Supplied text:
◆ ◆ ◆

The selection contest was suddenly suspended last week, on the day that ballots for members had been expected to drop. The three shortlisted candidates – acting mayor Wendy Simon, former deputy mayor Ann O’Byrne and Lord Mayor Anna Rothery – were reinterviewed on Friday, and the selection panel met once again on Monday evening (as candidates found out from my tweet). The party announced yesterday: “After careful consideration, Labour is reopening the selection for Liverpool Mayor.” It is understood that none of the three are being invited to join as Labour is seeking an “alternative shortlist”.

It is a difficult story to report on because the party has given no official reason, either to the previously shortlisted candidates or to journalists, for having started the contest again. LabourList has been told in strong terms that the developments are not related to our interview with Rothery, in which she expressed support for restoring the whip to Jeremy Corbyn, and that this is not a stitch up against the party’s left. Sources have hinted that there are concerns linked to the Liverpool corruption investigations, and it has been said that the causes are “serious”. But kept in the dark, Labour members are suspicious and Momentum has indeed accused the party of a “stitch-up”.

Rothery has said she is “shocked by the party’s chaotic handling” of the selection and intends to seek an injunction if the party does not reverse its decision. She has been encouraged by some to stand as an independent, but I’m told she is first seeking clarity from the party on the present situation. Meanwhile, locals are discussing the possibility of the council scrapping the directly-elected mayor model quickly. The mayoralty was not subject to a referendum when introduced, instead being carried by a council vote, so I’m told the move is seriously being considered.

However, as one source points out, it is unlikely the mayoralty could be binned before the May election. And if there is an election, would a council vote afterwards supersede the mandate of the person elected and cut their term short? Labour councillors in the city are mulling over their options in response to yet more tumultuous events. In the meantime, new nominations for Labour candidates must be in by noon tomorrow. Whoever is selected will have just weeks to get a campaign going against a very messy backdrop that could get angrier still if the new shortlist is not comprised of locals.

◆ ◆ ◆

Supplied material:

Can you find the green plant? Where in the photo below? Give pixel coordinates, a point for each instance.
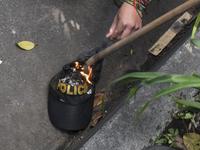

◆ ◆ ◆

Tasks to perform:
#1 From the passage on Liverpool's Labour mayoral selection, reproduce the stretch from "Rothery has said" through "seriously being considered." word for word.
#2 Answer these questions from the passage on Liverpool's Labour mayoral selection.
(a) On what day were the three shortlisted candidates reinterviewed?
(b) What does Rothery intend to seek if the party does not reverse its decision?
(c) By what time must new nominations for Labour candidates be in?

Exercise answers:
#1
Rothery has said she is “shocked by the party’s chaotic handling” of the selection and intends to seek an injunction if the party does not reverse its decision. She has been encouraged by some to stand as an independent, but I’m told she is first seeking clarity from the party on the present situation. Meanwhile, locals are discussing the possibility of the council scrapping the directly-elected mayor model quickly. The mayoralty was not subject to a referendum when introduced, instead being carried by a council vote, so I’m told the move is seriously being considered.

#2
(a) Friday
(b) An injunction
(c) Noon tomorrow